TASK INSTRUCTIONS> Summarize the text below on illegal dumping in northern Johannesburg in exactly two sentences.

SUPPLIED TEXT>
Before Maria Pule goes to sleep at night, she wedges wet towels into the cracks of her windows and doors. It is the only way she can breathe.

“That’s how we survive because the smell is unbearable,” she said from her home in Kya Sands Estate, north of Johannesburg. “I’m staying right at the back where the dump is. You cough, and you cough.”

Across northern Johannesburg — from Kya Sands and Cosmo City to Fourways, Northriding, Bloubosrand and Chartwell — thousands of residents like Pule choke on an acrid haze of toxic smoke from uncontrolled illegal dumping and nightly waste burning. 

At night, the skyline turns grey as illegal waste fires sweep through mountains of discarded household waste, building debris, electronic, medical waste and toxic materials such as asbestos.

“You can’t open the windows or doors. You can’t hang your washing outside because you’re walking through smoke. It smells like burning copper and cables,” said Pule. 

How the problem started

In 2010, the City of Johannesburg issued a decommissioning license for the Kya Sand waste-disposal site. The moment it withdrew in 2015, the illegal dumping started.  

Over time, organised criminal networks reoccupied the landfill and surrounding land, turning them into sprawling, unregulated commercial waste hubs. 

The Kya Sands Burning Wasteland Community Forum said these operations dominate the region’s informal waste economy. At its peak, about 10 illegal dumps operated and at least five remain active today.

EXTRACTED INFORMATION>
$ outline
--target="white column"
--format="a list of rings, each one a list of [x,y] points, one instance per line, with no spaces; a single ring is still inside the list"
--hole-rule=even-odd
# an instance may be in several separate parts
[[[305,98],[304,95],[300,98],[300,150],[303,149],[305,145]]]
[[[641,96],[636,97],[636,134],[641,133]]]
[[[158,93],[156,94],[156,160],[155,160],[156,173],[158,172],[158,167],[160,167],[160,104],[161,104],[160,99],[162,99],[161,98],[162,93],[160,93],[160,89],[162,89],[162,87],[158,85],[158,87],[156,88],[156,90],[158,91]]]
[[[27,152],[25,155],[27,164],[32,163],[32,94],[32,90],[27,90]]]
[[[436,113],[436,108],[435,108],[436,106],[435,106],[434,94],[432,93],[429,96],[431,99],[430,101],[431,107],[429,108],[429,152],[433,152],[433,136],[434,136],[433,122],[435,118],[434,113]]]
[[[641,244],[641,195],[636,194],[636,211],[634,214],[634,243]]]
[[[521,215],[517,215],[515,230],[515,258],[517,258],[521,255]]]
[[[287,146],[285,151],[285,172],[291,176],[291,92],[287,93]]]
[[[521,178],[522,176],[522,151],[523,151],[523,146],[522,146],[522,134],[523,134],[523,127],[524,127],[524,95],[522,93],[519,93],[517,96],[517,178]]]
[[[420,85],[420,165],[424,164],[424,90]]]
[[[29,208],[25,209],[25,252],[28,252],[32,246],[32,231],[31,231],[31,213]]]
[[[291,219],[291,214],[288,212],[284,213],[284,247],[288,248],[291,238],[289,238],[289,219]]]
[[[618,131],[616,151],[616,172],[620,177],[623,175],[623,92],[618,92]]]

* * *

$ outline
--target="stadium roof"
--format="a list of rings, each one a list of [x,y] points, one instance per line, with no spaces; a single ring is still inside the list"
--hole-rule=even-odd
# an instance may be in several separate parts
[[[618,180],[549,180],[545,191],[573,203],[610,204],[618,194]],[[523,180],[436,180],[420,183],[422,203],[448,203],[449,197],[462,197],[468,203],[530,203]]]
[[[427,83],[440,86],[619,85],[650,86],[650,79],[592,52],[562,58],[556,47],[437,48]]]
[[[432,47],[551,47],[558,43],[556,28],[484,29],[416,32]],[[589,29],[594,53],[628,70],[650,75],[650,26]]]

YOUR RESPONSE> Thousands of residents across northern Johannesburg, including Maria Pule of Kya Sands Estate, choke on toxic smoke from illegal dumping and nightly waste burning, and Pule wedges wet towels into the cracks of her windows and doors at night so she can breathe. The illegal dumping began when the City of Johannesburg withdrew from the Kya Sand waste-disposal site in 2015, after which organized criminal networks turned the landfill and surrounding land into unregulated commercial waste hubs, and at least five illegal dumps remain active today.